## [What to produce]
Repeat the records from the line with "Target: woman in black dress" up to and including the last line of the records, swapping "wispy cloud" for "thin cloud" and leaving everything else unchanged.

## [Data lines]
++++++++

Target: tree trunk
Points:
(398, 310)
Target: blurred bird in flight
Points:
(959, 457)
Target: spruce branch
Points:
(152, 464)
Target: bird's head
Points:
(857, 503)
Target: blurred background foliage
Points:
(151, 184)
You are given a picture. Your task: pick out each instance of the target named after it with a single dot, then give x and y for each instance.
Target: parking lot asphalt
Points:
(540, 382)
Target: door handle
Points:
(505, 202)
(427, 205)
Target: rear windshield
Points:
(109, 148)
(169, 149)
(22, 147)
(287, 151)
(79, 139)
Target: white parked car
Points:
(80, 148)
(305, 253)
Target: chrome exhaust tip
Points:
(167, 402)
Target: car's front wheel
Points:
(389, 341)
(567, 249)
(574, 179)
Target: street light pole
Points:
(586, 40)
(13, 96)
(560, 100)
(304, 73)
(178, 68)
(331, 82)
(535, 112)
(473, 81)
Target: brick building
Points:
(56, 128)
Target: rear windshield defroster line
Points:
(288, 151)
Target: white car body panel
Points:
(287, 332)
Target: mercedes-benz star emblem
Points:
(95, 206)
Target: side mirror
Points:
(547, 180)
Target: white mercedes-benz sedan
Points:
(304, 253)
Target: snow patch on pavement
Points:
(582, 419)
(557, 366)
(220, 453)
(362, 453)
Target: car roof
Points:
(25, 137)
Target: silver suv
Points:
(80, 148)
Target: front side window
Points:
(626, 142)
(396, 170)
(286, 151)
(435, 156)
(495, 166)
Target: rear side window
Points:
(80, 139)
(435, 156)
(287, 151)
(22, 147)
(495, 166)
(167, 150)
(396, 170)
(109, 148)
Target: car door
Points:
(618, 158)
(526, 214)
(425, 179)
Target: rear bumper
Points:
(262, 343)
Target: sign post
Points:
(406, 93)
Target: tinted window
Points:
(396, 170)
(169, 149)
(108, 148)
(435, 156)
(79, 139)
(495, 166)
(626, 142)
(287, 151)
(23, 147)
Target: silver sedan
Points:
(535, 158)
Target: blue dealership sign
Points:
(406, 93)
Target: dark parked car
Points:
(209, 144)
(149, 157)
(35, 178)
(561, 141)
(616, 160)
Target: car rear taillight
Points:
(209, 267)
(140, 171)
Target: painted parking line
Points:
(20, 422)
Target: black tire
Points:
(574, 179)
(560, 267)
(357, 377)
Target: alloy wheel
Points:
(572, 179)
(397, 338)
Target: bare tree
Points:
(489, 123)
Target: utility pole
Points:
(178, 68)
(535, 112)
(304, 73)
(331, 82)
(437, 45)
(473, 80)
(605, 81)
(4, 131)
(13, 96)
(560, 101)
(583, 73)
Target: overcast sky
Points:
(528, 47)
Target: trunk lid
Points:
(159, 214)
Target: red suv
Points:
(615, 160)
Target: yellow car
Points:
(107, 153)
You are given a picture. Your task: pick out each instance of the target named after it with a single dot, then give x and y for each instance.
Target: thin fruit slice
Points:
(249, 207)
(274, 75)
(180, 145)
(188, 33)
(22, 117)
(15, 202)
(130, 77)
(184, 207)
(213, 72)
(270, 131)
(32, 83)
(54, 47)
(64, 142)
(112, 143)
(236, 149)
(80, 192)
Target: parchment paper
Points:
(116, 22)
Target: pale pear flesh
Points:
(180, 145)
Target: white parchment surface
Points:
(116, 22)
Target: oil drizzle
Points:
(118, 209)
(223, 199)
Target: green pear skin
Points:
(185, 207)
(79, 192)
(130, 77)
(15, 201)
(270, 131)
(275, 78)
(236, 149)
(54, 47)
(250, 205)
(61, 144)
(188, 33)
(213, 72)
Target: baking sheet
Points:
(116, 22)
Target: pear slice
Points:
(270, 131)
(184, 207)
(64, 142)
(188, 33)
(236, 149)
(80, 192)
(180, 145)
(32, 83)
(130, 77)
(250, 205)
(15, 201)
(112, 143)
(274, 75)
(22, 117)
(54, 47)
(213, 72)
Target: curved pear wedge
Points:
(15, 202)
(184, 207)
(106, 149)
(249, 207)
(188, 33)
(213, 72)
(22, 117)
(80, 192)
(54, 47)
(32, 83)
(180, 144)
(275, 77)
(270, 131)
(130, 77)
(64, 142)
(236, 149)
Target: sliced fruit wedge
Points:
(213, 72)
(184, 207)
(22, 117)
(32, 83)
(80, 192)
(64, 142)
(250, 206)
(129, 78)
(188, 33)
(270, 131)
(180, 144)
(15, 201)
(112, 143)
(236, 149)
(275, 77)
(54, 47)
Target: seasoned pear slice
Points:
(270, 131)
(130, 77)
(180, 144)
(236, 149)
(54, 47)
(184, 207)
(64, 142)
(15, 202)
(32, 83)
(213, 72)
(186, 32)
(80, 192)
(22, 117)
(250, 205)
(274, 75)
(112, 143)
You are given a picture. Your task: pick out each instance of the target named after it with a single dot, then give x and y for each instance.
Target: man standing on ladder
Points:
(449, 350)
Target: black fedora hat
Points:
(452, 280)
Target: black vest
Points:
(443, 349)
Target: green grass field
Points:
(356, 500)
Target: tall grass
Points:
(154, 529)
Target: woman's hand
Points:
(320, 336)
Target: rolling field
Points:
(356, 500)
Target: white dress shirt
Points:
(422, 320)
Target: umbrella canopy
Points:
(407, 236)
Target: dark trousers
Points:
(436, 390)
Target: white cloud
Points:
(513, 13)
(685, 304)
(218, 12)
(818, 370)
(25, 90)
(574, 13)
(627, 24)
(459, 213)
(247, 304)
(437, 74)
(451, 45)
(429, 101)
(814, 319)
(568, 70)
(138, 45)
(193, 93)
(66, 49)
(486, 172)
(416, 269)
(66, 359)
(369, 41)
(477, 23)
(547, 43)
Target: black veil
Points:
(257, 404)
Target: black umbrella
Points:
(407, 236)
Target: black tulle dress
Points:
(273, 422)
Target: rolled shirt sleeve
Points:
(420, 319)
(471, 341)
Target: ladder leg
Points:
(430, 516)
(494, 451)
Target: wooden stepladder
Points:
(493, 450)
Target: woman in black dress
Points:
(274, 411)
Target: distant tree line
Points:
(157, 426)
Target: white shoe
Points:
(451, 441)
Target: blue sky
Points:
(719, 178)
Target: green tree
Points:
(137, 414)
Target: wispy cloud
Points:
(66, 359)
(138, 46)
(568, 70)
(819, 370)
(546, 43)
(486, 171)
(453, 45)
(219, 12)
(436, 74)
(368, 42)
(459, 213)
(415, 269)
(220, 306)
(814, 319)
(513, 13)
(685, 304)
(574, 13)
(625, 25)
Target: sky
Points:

++++++++

## [Solution for this problem]
Target: woman in black dress
Points:
(274, 411)
Target: distant tree line
Points:
(157, 426)
Target: white shoe
Points:
(451, 441)
Target: blue sky
Points:
(719, 178)
Target: green tree
Points:
(137, 414)
Target: thin cloud
Points:
(66, 359)
(138, 46)
(568, 70)
(819, 370)
(546, 43)
(486, 171)
(453, 45)
(219, 12)
(436, 74)
(368, 42)
(459, 213)
(415, 269)
(220, 306)
(814, 319)
(513, 13)
(685, 304)
(574, 13)
(625, 25)
Target: sky
Points:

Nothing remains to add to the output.